Text section:
I have shot a lot of coyotes, and I am still amazed at their endurance. Animals are not that much unlike people though, and I have read law enforcement accounts of one fellow taking 13 rounds from a 9mm and still killing two federal officers, while at the other end of the spectrum some guy drops at the shot and dies after taking a single 25 caliber to the mid section.
My recommendation (and this is only my personal thoughts) for coyote:
17 caliber bullets under at 2500 fps limit to head shots at 50 yards (use a shotgun)
17 caliber at over 3500 fps chest shots to 300 yards
22 caliber bullets under 2500 fps head shots to 100 yards, chest shots with hollow points to 50 yards
22 caliber over 3000 fps chest shots to 300 yards
22 caliber over 3800 fps chest shots to 500 yards
243, 25/06, 270, 308 a long ways
300 Magnums over 3000 fps, bipod, rifle with under .3 inch/100 yd capability, no wind, my personal limit???????

My personal recommendation, don't automatically dismiss accounts, don't automatically dismiss experience, don't forget to have fun. My moderator recommendation, don't let anyone get under your skin to the point you become disrespectful. I hope my firearms, coyote, and personal perspectives were useful to someone.


----------



## YoteSlapper

Plainsman,

Sounds like your nephew gets a nice bunch of yotes trapping. That is the way to get good numbers for sure...

Provided data:

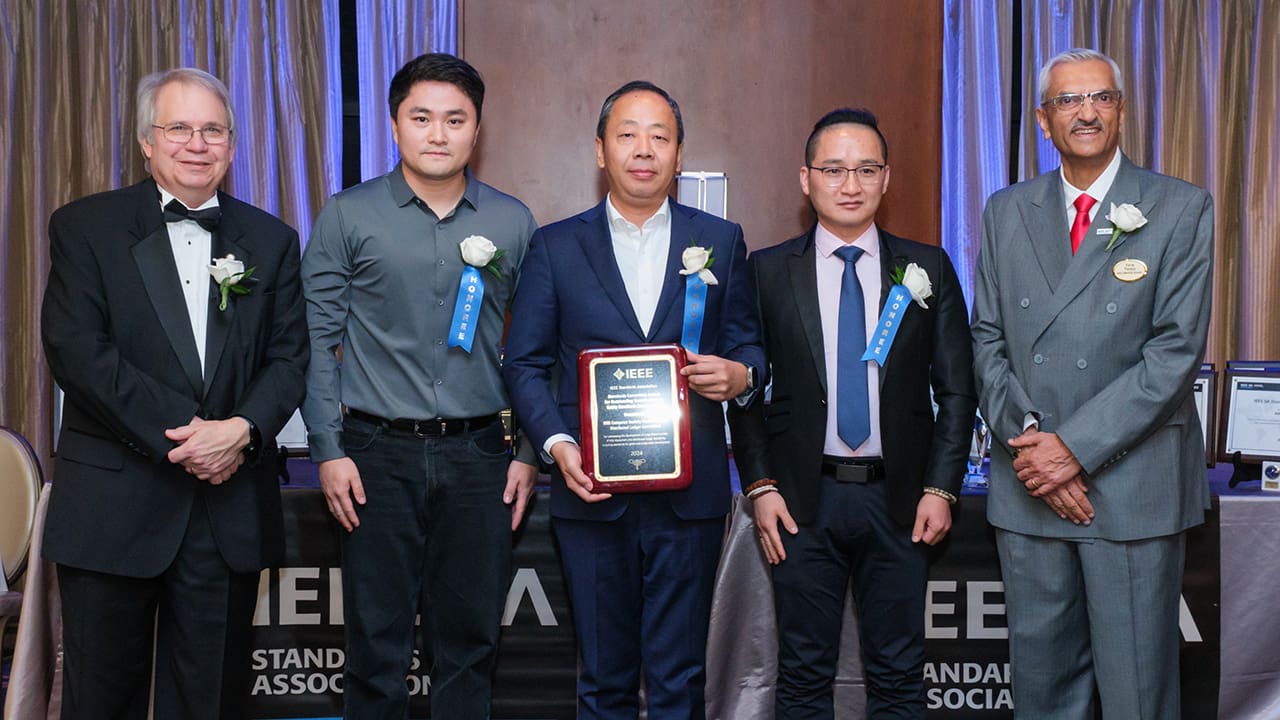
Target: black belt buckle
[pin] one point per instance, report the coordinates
(859, 474)
(437, 427)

Tasks for this exercise:
1. From the coyote caliber post, repeat word for word the passage from "My recommendation (and" up to and including "my personal limit???????".
2. In the coyote caliber post, how far does the writer recommend chest shots with 22 caliber bullets over 3800 fps?

Solutions in order:
1.
My recommendation (and this is only my personal thoughts) for coyote:
17 caliber bullets under at 2500 fps limit to head shots at 50 yards (use a shotgun)
17 caliber at over 3500 fps chest shots to 300 yards
22 caliber bullets under 2500 fps head shots to 100 yards, chest shots with hollow points to 50 yards
22 caliber over 3000 fps chest shots to 300 yards
22 caliber over 3800 fps chest shots to 500 yards
243, 25/06, 270, 308 a long ways
300 Magnums over 3000 fps, bipod, rifle with under .3 inch/100 yd capability, no wind, my personal limit???????

2. To 500 yards.